• Action item
Leaving the pictures aside, repeat every line below exactly.

• Records for processing
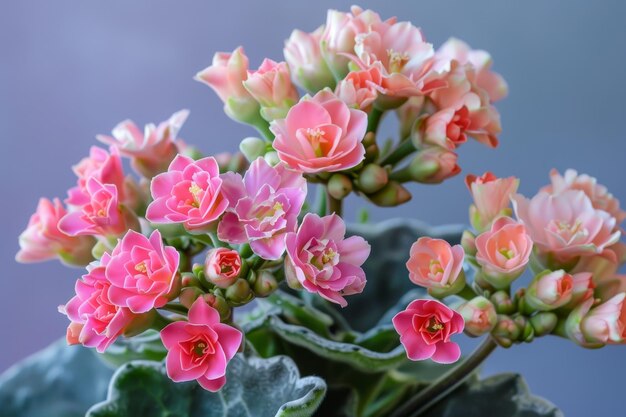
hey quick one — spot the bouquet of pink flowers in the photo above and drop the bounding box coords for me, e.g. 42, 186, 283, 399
10, 5, 625, 417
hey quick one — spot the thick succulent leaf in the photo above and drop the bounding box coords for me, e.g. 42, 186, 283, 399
87, 355, 326, 417
423, 373, 563, 417
99, 330, 167, 368
0, 340, 113, 417
344, 220, 463, 331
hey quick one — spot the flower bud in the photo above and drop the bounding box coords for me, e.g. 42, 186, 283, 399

• Answer to this task
hey quick one — spot the bouquet of pink flowers in the photo above and drop the bounding box coords for me, e.g. 42, 186, 283, 399
10, 5, 625, 417
hey quick one — spot the thick succulent leaf in the photo above and drop the bounding box coords for me, e.g. 42, 186, 283, 399
87, 355, 326, 417
423, 373, 563, 417
99, 330, 167, 368
0, 340, 113, 417
344, 220, 463, 331
hey quick one — spot the flower bud in the photo above and drop the bounding box coords for me, e.g. 42, 186, 283, 399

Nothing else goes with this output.